> _Extrait du document_
☆ ☆ ☆ ☆ ☆

Inutile de le cacher, j'adore Victor Hugo.
Est-ce parce que je suis né dans la même ville que lui, que j'ai passé neuf ans de ma vie, de la sixième à la prépa dans le Lycée qui porte son nom ? Ou tout simplement car c'est bien difficile de ne pas aimer Victor Hugo et de ne pas être sensible à son incroyable capacité de création. Il se trouve aussi que Hugo maniait le chiasme avec génie.
Du célèbre
""Et l'on voit de la flamme aux yeux des jeunes gens
Mais dans l'oeil du vieillard on voit de la lumière."" (Booz endormi, la légende des siècles)
au
"Rester dans le paradis, et y devenir démon, rentrer dans l'enfer, et y devenir ange !" (les misérables, chap 3).
Plus que des chiasmes littéraux de la forme ABBA, il s'agit le plus souvent de figures AB B' A' où le rapport entre A et A' et B et B' ne sont pas des rapports d'identité mais des rapports plus subtils d'opposition ou d'analogie.
Au delà du talent de Victor pour les chiasmes pourquoi en parler aujourd'hui ? En ce 16 février, il m'est juste impossible de ne pas penser à l'amour de sa vie, Juliette Drouet et de ne pas marquer à ma manière cet anniversaire, qu'il a lui même célébré pendant plus de 50 ans dans sa correspondance.
"Le 26 février, écrit Victor Hugo, je suis né à la vie, le 17 février 1833 je suis né au bonheur dans tes bras. La première date ce n'est que la vie, la seconde c'est l'amour. Aimer c'est plus que vivre..."

☆ ☆ ☆ ☆ ☆

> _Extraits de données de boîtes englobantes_
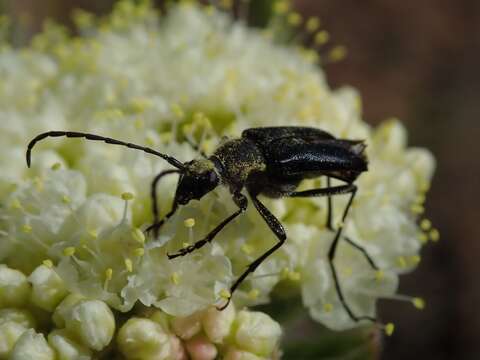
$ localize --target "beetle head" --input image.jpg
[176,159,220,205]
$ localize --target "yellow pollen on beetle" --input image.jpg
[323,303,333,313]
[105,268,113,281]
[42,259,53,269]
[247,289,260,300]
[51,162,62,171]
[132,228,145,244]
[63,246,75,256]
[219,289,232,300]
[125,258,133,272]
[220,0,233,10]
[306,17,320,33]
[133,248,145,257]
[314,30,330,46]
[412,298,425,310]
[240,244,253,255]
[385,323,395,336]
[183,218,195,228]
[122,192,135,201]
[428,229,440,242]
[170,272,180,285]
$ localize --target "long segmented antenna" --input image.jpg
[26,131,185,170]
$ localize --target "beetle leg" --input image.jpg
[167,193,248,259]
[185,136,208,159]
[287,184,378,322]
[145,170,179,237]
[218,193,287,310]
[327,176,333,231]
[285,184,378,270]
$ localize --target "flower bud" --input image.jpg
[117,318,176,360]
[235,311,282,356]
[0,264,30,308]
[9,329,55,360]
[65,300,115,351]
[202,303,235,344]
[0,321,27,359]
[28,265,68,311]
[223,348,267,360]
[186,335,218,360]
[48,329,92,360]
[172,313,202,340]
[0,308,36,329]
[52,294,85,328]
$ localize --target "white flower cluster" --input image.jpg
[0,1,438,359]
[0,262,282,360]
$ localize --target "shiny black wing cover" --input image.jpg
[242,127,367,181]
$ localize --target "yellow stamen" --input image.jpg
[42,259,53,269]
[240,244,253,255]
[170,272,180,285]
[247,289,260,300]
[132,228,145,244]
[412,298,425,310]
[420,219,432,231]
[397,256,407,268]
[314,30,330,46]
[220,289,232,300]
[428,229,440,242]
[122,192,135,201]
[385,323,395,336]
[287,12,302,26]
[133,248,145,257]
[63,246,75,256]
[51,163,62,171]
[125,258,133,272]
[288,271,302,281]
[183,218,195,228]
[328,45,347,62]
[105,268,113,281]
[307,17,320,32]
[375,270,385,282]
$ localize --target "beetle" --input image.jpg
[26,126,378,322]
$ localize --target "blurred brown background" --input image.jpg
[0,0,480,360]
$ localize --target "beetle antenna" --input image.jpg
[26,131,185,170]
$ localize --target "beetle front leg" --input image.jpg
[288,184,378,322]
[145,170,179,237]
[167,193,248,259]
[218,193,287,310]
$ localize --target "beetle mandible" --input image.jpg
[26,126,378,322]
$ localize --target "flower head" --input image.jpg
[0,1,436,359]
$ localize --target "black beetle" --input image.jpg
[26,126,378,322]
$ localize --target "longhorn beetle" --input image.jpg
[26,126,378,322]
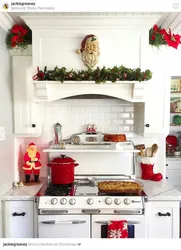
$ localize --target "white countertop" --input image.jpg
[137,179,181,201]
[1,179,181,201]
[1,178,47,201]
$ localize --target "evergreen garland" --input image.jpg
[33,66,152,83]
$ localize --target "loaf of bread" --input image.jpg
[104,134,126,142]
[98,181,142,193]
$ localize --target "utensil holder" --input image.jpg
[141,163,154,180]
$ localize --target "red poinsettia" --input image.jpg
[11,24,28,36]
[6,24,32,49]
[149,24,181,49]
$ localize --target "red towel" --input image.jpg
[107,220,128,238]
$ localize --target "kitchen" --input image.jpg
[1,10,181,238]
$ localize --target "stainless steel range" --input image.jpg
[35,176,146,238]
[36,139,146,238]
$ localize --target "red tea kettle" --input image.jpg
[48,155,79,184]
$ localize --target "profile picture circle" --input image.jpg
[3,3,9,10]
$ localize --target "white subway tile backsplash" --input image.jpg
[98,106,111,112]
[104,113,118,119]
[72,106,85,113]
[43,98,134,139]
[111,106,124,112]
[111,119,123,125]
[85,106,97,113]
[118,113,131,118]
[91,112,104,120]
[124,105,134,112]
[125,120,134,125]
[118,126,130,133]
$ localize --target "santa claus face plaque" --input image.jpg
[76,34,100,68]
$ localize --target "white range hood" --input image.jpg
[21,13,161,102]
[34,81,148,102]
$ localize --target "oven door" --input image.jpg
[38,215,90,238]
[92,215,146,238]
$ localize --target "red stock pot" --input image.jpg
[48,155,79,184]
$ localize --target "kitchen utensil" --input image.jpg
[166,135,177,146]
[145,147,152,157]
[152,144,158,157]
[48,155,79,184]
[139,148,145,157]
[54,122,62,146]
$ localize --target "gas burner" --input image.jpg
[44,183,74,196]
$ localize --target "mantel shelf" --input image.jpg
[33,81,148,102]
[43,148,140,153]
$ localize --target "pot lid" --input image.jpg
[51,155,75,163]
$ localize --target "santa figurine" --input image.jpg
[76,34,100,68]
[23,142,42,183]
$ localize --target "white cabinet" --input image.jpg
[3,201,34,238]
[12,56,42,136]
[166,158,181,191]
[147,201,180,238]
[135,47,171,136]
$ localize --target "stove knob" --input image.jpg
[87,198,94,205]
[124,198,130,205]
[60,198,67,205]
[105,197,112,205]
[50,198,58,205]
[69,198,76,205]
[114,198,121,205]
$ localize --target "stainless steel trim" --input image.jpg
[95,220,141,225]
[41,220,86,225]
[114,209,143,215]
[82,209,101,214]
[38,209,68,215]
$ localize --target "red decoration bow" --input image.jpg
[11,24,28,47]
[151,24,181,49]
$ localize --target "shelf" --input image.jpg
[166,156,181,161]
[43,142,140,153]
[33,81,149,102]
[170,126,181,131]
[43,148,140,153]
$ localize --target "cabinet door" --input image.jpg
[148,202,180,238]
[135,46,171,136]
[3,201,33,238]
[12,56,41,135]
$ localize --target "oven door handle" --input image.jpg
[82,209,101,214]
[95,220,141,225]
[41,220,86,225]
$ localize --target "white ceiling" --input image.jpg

☆ ☆ ☆ ☆ ☆

> _Votre tâche_
Traduisez en anglais, s'il vous plaît, cette phrase du texte sur Victor Hugo : « Il se trouve aussi que Hugo maniait le chiasme avec génie. » Les enregistrements forment un matériau distinct du texte sur Victor Hugo.

> _Résultat obtenu_
It also so happens that Hugo wielded chiasmus with genius.